» **What to produce**: Output every line below exactly.

» **Input**:
━━━━━━━━
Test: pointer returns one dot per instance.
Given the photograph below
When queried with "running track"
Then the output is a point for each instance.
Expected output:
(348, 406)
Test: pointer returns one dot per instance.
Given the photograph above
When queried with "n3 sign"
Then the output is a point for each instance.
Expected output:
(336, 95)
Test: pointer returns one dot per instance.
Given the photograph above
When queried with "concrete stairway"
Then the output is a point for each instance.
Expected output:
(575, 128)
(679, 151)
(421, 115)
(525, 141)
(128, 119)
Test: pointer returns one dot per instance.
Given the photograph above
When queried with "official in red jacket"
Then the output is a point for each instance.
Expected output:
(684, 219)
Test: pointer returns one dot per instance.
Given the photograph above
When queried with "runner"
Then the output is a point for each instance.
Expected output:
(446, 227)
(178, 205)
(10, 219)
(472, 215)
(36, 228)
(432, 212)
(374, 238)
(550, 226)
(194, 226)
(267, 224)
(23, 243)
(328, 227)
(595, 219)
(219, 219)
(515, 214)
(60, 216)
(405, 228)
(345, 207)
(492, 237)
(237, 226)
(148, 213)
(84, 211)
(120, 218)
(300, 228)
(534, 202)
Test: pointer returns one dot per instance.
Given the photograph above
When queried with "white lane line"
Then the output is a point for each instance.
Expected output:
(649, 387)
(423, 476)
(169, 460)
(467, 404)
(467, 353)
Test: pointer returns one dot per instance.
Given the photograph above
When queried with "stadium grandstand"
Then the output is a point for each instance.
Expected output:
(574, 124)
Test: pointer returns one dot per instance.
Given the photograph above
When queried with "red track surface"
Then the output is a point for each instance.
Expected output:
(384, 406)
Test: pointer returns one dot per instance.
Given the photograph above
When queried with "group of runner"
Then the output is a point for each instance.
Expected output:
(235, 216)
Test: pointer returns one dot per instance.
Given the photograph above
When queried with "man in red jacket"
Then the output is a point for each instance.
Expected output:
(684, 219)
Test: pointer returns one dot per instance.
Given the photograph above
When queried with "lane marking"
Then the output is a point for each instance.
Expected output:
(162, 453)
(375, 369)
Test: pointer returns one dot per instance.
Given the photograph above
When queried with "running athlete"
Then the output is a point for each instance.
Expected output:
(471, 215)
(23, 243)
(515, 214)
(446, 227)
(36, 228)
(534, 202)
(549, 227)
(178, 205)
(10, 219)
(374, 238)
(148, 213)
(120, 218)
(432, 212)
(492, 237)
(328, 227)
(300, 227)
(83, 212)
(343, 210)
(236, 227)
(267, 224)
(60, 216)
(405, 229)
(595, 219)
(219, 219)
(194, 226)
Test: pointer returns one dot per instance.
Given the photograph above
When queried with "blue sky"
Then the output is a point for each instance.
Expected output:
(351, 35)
━━━━━━━━
» **Answer to this problem**:
Test: pointer returns one dot per instance.
Given the photograph below
When queried with "running track"
Then the output is a point for each instance.
Expected output:
(348, 406)
Test: pointer returns one dot per instance.
Given the photograph above
When queried with "n3 sign"
Then the output is a point for each instance.
Expected output:
(336, 95)
Test: pointer returns one dot per instance.
Given the photograph above
When queried with "concrete stairway"
Then the output is a point for each instance.
Expected output:
(575, 128)
(679, 151)
(421, 115)
(525, 141)
(128, 119)
Test: pointer returns one dot per instance.
Given the photograph above
When queried with "official in red jacket"
Then the output is a point for each instance.
Expected output:
(684, 219)
Test: pointer returns one dot per instance.
Given the photograph above
When queried with "runner"
Then the output is a point for each instance.
Expected output:
(446, 227)
(178, 205)
(10, 219)
(472, 215)
(36, 228)
(432, 212)
(374, 238)
(550, 226)
(194, 226)
(267, 224)
(23, 243)
(328, 227)
(595, 219)
(219, 219)
(515, 214)
(60, 216)
(405, 228)
(345, 207)
(492, 237)
(237, 226)
(148, 213)
(84, 211)
(120, 218)
(300, 228)
(534, 202)
Test: pointer returns one dot per instance.
Given the photograph above
When queried with "white lane line"
Then the output is a point for each instance.
Expected output:
(649, 387)
(423, 476)
(169, 460)
(467, 404)
(467, 353)
Test: pointer returns one dot per instance.
Given the photograph above
When queried with "stadium grandstand"
Then the output is a point for each instance.
Expected output:
(574, 124)
Test: pointer returns one dot per instance.
Given the photograph above
When queried with "red track surface"
Then the output is a point for each instance.
Expected output:
(384, 406)
Test: pointer returns one dot per instance.
Given the photograph above
When queried with "group of runner"
Then the output is a point for each instance.
Expected output:
(235, 216)
Test: pointer returns one dot per instance.
Given the photograph above
When queried with "man in red jacket"
Then the output is a point for each instance.
Expected output:
(684, 219)
Test: pointer returns one dot per instance.
Given the photograph above
When queried with "lane marking"
Then the output is a point for each instance.
Expected output:
(162, 453)
(375, 369)
Test: pointer returns one dot per instance.
Given the photograph above
When queried with "running athlete"
Then the output is a point for each instance.
Expected output:
(471, 215)
(23, 243)
(515, 214)
(446, 227)
(36, 228)
(534, 202)
(549, 227)
(178, 205)
(10, 219)
(374, 238)
(148, 213)
(120, 218)
(432, 212)
(492, 237)
(328, 227)
(300, 227)
(83, 212)
(343, 210)
(236, 227)
(267, 224)
(60, 216)
(405, 229)
(595, 219)
(219, 219)
(194, 226)
Test: pointer returns one dot per instance.
Given the photograph above
When queried with "blue sky"
Then the output is a point for each instance.
Expected output:
(351, 35)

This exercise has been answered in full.